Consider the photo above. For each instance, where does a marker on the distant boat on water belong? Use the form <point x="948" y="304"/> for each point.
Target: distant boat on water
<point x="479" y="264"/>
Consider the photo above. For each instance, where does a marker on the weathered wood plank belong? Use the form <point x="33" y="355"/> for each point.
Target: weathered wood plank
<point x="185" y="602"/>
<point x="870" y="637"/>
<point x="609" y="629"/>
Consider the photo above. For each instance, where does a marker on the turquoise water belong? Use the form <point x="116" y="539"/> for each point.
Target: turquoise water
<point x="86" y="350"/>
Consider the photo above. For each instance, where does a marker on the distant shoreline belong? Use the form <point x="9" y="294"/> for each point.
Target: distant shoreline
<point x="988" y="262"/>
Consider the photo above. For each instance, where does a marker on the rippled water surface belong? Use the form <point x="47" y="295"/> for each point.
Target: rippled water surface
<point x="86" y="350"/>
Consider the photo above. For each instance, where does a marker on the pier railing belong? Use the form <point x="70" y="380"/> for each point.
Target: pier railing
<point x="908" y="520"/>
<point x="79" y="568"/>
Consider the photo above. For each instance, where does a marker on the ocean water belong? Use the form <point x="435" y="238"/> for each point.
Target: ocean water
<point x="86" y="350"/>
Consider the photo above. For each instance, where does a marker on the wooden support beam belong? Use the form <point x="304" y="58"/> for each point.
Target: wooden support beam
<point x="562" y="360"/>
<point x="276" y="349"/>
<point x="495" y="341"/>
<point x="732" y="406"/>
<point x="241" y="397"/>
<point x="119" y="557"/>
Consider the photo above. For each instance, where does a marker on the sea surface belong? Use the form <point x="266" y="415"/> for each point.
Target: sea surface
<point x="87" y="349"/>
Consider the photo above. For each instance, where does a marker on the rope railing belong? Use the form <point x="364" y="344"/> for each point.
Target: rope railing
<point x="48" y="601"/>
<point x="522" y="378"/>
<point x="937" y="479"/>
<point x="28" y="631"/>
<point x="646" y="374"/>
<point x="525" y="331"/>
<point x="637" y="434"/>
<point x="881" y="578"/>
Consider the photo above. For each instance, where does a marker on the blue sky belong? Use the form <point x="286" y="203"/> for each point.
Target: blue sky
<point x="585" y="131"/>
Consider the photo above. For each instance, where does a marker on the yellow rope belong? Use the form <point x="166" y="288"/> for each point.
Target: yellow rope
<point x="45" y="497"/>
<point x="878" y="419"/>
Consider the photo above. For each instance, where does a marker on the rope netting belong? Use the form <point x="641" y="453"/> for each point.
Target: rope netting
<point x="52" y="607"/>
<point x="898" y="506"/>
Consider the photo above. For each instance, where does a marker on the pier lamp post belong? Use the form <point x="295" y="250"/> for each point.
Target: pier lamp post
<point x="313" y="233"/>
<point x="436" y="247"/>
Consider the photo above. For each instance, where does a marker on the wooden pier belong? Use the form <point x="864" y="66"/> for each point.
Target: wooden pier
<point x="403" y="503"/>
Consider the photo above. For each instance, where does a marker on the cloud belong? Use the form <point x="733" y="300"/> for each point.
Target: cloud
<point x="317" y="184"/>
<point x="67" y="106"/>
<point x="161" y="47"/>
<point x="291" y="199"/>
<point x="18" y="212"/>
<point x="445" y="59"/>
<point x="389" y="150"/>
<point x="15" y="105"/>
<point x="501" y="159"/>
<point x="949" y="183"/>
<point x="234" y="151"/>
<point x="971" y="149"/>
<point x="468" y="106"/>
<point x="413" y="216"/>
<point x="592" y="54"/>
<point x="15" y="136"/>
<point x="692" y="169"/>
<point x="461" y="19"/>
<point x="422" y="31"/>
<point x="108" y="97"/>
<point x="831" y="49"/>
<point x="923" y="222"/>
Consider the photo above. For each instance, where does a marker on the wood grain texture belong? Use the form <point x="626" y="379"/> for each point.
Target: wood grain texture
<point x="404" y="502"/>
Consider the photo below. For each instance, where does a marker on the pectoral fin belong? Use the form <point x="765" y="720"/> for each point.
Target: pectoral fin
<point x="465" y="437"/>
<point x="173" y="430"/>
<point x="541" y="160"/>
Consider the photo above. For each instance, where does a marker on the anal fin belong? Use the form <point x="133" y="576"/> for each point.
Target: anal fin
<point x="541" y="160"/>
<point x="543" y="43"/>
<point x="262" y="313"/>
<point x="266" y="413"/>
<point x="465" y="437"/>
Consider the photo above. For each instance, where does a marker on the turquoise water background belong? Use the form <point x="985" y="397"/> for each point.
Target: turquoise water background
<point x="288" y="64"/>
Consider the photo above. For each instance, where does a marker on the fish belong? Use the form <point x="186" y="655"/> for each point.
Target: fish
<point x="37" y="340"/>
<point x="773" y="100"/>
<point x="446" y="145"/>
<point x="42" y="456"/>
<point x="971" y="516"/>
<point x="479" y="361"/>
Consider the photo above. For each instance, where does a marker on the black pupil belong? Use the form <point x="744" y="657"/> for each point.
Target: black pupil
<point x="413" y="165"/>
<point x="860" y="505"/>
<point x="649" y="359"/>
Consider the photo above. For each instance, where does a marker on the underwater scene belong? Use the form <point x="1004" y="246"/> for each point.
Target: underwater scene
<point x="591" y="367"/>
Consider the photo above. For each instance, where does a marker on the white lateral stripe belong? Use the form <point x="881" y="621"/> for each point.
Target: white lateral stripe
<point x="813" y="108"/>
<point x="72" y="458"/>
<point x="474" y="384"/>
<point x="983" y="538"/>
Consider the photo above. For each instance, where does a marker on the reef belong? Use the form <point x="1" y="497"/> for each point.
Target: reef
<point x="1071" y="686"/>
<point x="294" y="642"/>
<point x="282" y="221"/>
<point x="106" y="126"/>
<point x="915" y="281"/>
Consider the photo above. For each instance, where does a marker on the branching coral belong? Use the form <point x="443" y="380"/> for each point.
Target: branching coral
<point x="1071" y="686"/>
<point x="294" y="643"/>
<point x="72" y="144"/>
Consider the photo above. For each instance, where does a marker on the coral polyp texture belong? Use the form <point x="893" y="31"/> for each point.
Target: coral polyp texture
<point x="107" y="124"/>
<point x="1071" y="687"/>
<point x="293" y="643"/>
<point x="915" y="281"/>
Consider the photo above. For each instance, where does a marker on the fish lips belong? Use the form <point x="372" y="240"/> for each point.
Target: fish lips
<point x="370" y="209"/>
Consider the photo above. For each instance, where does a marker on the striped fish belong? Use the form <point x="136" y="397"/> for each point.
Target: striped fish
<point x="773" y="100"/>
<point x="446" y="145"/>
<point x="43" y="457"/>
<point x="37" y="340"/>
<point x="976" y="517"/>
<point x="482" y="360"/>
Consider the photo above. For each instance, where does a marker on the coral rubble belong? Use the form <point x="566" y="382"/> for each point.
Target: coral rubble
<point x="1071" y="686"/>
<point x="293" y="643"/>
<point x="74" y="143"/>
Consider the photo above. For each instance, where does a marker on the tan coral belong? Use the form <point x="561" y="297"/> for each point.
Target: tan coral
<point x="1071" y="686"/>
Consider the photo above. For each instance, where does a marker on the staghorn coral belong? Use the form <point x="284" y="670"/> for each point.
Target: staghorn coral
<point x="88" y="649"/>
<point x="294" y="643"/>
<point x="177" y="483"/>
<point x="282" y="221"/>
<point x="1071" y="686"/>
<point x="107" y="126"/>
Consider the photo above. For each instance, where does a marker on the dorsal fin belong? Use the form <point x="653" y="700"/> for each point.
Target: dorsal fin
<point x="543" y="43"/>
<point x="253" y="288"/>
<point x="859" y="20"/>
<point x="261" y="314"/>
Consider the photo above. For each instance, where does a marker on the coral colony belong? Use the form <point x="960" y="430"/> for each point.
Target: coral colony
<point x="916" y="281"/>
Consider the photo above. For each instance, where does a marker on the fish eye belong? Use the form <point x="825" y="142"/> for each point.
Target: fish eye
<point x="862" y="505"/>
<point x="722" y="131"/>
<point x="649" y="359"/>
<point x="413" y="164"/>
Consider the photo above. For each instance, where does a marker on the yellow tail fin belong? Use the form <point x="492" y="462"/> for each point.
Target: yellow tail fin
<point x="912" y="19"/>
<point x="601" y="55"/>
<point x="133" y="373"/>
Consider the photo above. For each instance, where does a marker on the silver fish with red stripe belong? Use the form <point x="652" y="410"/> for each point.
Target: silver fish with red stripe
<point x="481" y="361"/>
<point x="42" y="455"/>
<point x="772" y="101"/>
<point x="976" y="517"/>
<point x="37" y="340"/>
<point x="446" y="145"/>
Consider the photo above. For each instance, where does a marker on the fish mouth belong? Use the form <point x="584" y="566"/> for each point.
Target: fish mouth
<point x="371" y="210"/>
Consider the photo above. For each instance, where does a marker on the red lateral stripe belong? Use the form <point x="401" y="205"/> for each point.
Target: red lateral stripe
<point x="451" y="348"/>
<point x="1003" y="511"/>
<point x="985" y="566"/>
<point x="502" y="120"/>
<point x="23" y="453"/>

--------------------

ACTIVITY: Return the span of lines in the data above that opens at the line with "Target: blue sky" and closes at the line with "on the cloud", exactly, ends included, nothing else.

TASK RESULT:
Target: blue sky
<point x="585" y="131"/>
Consider the photo above. For each instance, where does a marker on the yellow rope belong? Use the form <point x="166" y="288"/> for each point.
Target: yellow rope
<point x="45" y="497"/>
<point x="878" y="419"/>
Consider the photo above. For each instance, where does a marker on the rope netting belong? Use the form <point x="641" y="453"/> for each point.
Target: rope netting
<point x="52" y="607"/>
<point x="898" y="506"/>
Consider the photo above. For each instance, where does a marker on the pier lamp post belong? Use the form <point x="295" y="250"/> for each point.
Target: pier lamp post
<point x="313" y="233"/>
<point x="436" y="247"/>
Consider the photo above. For each instance, where does a marker on the wooden pier belong? Use the form <point x="864" y="66"/> for each point.
Target: wooden pier
<point x="403" y="503"/>
Consider the photo above. For each instance, where does a marker on the cloud belong? Use the form <point x="733" y="300"/> for each point.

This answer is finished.